▸ **WHAT YOU ARE ASKED TO DO**
Translate this sentence from the watch strap thread into Spanish: "Only thing I want from the strap is for it to be good at covering up the gaps a curved case creates when combined with a straight end strap."
:: EXTRACT TO READ ::
# Recommend a strap



## JayDeep (Dec 31, 2016)

I'm going to leave it to guys to help me save my least favorite watch. I have this Steinhart Nav-B Chrono, you know what they look like, just another pilot watch, black with white markings. Stainless case all polished.

Anyway, the "pilot" strap it came on is atrocious and needs to go. Am open to all kinds of colors, materials and ideas. Only thing I want from the strap is for it to be good at covering up the gaps a curved case creates when combined with a straight end strap. So something really think or a single piece? Or ignore that and suggest something that makes the gaps bigger, I don't care, I'm a blank slate here folks.

Love some ideas, may even try out multiples of I get some good ones. Thanks in advance for playing...


----------



## WRENCH (Jun 20, 2016)
:::
:: RAW RECORDS ::
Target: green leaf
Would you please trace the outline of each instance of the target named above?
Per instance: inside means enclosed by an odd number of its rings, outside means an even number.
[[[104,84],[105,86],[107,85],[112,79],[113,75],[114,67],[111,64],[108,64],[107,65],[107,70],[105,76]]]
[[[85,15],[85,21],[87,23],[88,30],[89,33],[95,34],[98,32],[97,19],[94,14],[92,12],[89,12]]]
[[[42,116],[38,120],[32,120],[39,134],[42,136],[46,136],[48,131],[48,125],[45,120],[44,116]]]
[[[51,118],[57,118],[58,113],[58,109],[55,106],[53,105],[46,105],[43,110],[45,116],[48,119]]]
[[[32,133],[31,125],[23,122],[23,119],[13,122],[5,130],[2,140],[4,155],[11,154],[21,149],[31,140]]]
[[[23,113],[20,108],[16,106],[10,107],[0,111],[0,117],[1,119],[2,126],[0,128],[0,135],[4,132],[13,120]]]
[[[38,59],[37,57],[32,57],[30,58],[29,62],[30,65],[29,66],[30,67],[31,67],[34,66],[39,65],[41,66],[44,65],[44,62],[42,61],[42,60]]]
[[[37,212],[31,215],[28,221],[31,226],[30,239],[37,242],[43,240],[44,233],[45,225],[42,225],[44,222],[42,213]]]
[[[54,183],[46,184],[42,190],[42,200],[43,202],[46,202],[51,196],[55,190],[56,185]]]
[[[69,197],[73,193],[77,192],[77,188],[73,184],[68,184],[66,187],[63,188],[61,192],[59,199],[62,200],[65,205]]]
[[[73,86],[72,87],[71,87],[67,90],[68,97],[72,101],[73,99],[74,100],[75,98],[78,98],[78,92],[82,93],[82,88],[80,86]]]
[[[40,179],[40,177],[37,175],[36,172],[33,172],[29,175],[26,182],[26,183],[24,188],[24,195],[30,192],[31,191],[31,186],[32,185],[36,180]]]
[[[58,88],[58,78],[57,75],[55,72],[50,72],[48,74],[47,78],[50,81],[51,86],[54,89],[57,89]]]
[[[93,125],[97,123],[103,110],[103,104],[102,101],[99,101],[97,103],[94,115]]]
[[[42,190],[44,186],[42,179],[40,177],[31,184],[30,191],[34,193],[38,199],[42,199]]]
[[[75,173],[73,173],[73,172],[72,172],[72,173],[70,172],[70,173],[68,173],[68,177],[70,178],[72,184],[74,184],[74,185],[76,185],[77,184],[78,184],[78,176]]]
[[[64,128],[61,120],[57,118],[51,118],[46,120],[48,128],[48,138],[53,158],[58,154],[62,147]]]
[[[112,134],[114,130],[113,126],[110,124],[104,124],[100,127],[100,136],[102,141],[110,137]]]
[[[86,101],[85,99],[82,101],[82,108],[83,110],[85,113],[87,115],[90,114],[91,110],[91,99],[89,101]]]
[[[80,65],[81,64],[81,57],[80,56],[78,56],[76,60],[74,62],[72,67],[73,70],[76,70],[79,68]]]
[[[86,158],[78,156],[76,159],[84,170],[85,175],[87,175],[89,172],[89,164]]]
:::
▸ **EXPECTED OUTPUT**
Lo único que quiero de la correa es que sirva para disimular los huecos que crea una caja curva cuando se combina con una correa de extremo recto.